#### What to do
Show each line from the listing below that contains the word "mountain".

#### Dataset entries
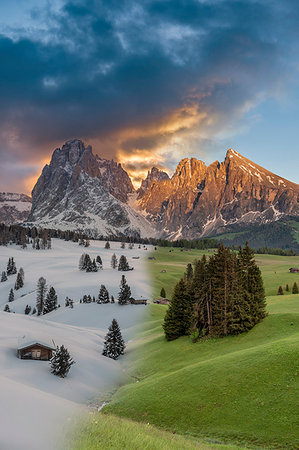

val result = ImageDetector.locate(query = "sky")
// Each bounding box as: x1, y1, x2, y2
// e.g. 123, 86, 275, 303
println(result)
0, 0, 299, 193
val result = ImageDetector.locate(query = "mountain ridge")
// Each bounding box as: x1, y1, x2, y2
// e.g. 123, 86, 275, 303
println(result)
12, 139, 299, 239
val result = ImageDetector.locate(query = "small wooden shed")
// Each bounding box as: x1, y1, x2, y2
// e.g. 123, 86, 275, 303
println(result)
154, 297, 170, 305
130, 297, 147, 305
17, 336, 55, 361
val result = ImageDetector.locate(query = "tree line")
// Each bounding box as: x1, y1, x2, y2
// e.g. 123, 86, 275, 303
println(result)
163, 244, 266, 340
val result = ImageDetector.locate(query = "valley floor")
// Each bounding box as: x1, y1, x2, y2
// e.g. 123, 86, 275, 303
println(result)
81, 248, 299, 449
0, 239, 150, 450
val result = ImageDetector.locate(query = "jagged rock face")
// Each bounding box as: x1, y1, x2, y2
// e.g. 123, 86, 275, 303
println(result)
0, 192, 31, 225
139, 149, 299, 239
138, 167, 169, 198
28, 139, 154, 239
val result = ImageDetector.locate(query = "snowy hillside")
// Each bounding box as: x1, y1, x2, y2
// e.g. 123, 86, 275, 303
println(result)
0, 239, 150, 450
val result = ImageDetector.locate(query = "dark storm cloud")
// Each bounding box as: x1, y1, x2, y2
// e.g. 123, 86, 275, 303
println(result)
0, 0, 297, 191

---

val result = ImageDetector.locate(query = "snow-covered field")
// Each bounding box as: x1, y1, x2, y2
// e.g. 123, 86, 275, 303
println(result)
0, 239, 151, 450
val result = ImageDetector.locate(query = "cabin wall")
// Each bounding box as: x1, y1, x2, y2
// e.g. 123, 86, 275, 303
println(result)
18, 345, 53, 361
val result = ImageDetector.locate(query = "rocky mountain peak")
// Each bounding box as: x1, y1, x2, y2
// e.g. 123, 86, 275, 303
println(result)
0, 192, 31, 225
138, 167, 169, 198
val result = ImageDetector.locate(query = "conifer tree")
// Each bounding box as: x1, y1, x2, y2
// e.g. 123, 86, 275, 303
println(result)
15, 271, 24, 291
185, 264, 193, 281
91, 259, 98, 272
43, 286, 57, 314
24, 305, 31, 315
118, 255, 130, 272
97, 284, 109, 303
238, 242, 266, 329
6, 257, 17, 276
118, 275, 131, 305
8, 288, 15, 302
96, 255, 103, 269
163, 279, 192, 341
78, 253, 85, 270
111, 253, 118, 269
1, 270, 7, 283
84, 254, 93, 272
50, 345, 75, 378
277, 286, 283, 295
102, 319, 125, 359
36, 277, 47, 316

#### The answer
val result = ImageDetector.locate(query = "mountain ridge")
val result = ImageDetector.locate(query = "rocky mountain peak")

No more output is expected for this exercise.